(Data entries)

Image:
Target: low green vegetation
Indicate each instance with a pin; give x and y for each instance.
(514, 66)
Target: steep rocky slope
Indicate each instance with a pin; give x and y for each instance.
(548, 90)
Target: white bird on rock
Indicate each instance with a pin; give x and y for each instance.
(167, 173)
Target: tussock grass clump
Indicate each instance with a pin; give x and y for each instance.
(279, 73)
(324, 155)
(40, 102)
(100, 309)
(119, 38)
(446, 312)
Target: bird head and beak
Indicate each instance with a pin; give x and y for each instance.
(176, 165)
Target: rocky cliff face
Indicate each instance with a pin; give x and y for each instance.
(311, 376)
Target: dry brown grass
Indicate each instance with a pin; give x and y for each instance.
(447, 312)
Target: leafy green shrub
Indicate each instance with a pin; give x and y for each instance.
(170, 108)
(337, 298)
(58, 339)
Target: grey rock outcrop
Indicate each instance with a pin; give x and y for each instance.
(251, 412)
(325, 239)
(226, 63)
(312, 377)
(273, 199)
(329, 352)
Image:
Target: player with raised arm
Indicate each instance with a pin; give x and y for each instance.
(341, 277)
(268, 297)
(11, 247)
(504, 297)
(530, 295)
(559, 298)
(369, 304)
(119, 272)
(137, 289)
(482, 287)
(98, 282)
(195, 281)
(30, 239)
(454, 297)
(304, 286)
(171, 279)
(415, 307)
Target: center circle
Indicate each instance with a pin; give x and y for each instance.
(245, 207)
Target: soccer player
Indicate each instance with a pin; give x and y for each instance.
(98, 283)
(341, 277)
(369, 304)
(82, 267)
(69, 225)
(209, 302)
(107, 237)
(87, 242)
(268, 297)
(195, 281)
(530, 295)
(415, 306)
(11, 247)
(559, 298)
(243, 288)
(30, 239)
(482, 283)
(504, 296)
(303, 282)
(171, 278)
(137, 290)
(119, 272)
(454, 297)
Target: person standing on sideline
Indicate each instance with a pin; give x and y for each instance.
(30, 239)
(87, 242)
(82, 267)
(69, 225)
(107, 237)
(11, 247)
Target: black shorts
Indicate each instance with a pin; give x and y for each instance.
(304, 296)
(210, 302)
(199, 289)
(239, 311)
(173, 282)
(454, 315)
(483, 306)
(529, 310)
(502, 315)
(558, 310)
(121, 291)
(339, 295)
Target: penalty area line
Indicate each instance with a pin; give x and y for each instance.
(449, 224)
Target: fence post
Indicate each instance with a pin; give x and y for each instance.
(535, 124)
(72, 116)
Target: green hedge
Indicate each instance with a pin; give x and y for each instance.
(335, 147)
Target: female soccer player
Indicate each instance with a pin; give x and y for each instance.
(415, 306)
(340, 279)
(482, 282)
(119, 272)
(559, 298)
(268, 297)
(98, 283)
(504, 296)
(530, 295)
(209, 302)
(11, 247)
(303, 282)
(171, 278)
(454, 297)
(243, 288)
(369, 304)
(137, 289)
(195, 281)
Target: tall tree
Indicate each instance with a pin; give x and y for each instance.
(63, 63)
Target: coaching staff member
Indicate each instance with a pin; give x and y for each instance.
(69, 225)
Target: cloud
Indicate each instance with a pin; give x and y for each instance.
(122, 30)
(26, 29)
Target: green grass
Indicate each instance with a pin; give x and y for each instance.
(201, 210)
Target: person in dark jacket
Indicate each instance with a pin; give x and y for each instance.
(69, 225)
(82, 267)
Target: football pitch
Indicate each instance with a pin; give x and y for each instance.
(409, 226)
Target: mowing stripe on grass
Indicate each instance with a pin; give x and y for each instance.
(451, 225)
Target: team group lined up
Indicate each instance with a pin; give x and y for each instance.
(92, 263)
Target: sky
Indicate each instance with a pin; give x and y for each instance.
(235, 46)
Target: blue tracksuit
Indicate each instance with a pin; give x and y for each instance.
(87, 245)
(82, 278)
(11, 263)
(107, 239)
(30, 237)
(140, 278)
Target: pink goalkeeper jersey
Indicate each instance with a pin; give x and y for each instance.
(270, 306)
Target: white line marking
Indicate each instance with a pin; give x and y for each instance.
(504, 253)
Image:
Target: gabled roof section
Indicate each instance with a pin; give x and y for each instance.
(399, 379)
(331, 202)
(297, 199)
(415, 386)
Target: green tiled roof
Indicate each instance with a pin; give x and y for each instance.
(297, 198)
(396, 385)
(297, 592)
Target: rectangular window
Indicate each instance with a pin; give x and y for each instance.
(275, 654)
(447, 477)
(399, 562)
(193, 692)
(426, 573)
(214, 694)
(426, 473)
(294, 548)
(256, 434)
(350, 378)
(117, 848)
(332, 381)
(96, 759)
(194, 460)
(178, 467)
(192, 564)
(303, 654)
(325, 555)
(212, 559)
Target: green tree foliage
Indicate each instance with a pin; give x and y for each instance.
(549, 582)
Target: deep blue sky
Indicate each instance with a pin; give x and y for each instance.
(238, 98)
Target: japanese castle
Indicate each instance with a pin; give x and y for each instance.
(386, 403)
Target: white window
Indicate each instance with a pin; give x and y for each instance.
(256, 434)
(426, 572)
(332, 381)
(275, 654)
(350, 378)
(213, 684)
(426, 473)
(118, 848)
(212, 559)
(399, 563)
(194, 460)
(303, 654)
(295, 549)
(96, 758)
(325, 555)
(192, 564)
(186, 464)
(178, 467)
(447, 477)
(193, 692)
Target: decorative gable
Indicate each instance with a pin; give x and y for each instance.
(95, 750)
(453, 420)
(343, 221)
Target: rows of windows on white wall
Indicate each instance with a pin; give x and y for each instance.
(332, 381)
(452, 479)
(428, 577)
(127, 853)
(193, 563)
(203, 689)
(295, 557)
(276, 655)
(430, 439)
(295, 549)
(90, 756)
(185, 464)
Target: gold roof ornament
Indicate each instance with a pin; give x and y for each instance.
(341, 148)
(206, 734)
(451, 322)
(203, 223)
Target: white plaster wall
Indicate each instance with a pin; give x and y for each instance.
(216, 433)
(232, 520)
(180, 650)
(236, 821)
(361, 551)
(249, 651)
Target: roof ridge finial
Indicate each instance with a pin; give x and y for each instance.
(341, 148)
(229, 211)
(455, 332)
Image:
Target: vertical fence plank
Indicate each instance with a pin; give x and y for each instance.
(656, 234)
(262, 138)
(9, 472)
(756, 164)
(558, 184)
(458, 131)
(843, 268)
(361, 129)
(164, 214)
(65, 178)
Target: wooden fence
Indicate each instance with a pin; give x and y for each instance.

*REQUIREMENT*
Write out, word for word, the line containing "Target: deep blue sky" and every line after it to the end of the data above.

*EXERCISE OUTPUT*
Target: deep blue sky
Indicate each instance with a pin; give x and y for each instance.
(238, 98)
Target: japanese castle
Indicate each instance with a pin; give x and y for each instance.
(386, 403)
Target: white window
Indicate each instance with a pin; give x and y for each instance.
(256, 434)
(426, 572)
(332, 381)
(275, 654)
(350, 378)
(213, 684)
(426, 473)
(118, 848)
(212, 559)
(399, 563)
(194, 460)
(303, 654)
(295, 549)
(96, 758)
(325, 555)
(192, 564)
(186, 464)
(178, 467)
(447, 477)
(193, 692)
Target: decorative gable
Indicate each instance with a pin; give x and y for each instance.
(95, 750)
(453, 420)
(343, 221)
Target: rows of windows on white wall
Indicate each instance with a pin; give x and y for each instance.
(332, 381)
(452, 479)
(428, 577)
(127, 853)
(193, 563)
(203, 689)
(295, 557)
(276, 655)
(430, 439)
(295, 549)
(90, 756)
(185, 464)
Target: gold roof ornament
Indicate each instance with a pin; give x and y for each instance.
(341, 148)
(206, 734)
(451, 322)
(203, 223)
Target: white plaster wall
Indicate each instance with a pin; give x and y for each instance.
(216, 433)
(232, 520)
(180, 650)
(236, 821)
(361, 551)
(249, 651)
Target: roof ridge finial
Indicate each instance with a pin; give x and y for each instance.
(341, 148)
(229, 211)
(455, 332)
Image:
Target: vertical fence plank
Indicate each instance with a pin; give x and y for each instance.
(656, 234)
(262, 138)
(9, 472)
(756, 164)
(558, 184)
(458, 131)
(843, 268)
(361, 129)
(164, 214)
(65, 178)
Target: wooden fence
Indicate each instance with a pin; give x and y for each instance.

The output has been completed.